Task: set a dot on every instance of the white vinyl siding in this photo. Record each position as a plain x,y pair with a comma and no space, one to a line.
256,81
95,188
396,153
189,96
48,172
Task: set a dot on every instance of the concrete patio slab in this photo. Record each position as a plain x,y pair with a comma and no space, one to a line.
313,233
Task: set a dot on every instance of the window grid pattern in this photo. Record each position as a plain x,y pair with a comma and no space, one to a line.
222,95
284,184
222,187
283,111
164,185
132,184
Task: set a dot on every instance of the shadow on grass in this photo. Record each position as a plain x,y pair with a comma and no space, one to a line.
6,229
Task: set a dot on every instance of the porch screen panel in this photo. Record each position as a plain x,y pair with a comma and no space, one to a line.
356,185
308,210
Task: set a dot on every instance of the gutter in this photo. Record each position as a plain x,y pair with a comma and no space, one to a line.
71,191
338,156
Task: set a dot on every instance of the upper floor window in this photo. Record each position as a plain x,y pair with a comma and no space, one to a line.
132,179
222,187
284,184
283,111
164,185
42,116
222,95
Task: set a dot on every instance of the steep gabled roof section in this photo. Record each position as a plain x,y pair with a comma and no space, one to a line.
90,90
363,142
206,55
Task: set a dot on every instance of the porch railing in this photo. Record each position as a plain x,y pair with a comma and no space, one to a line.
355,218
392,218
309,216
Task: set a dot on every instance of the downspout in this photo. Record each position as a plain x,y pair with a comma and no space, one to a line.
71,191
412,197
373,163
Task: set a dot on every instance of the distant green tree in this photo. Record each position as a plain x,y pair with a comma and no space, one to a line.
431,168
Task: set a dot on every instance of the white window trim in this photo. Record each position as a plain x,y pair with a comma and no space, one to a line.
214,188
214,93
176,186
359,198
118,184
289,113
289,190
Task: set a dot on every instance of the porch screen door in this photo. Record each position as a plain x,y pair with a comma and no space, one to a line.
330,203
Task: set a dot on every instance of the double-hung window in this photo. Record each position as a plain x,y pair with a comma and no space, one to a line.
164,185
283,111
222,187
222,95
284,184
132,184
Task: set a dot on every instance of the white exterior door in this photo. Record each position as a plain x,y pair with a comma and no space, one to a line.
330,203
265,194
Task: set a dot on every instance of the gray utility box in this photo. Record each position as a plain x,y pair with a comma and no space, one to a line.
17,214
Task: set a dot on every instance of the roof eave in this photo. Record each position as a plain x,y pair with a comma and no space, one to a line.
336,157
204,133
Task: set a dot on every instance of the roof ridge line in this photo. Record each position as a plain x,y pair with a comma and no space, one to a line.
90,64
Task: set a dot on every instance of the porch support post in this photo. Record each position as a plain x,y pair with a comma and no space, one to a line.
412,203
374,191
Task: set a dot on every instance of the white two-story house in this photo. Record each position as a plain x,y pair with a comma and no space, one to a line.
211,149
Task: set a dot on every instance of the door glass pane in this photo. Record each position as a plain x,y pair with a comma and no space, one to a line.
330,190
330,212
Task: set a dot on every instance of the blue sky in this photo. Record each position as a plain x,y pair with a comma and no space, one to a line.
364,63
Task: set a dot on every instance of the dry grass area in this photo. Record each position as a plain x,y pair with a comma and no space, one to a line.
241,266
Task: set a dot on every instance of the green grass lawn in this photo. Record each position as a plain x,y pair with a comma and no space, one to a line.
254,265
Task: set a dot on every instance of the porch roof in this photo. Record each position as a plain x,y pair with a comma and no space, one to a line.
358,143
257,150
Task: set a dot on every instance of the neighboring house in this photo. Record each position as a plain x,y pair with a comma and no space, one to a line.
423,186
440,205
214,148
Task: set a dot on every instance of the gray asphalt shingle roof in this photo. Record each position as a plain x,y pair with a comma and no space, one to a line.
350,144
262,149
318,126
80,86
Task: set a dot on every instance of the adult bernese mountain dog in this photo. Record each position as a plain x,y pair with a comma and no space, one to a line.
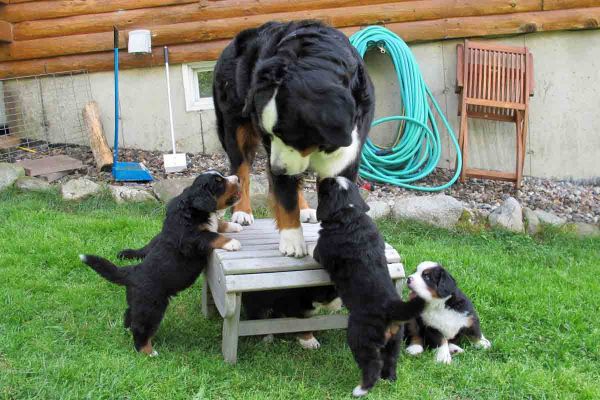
────────────────────────────────────────
From the listing above, keep only the lines that contain the string "screen", and copy each one out. Case counts.

Task: set a dot on every instance of the porch screen panel in this photo. Record each position as a plain x,y pair with a comma and no space, one to a line.
Task: set a dot on every instance of the porch screen door in this photo. Record each position as a plain x,y pair with a comma and no space, one to a line.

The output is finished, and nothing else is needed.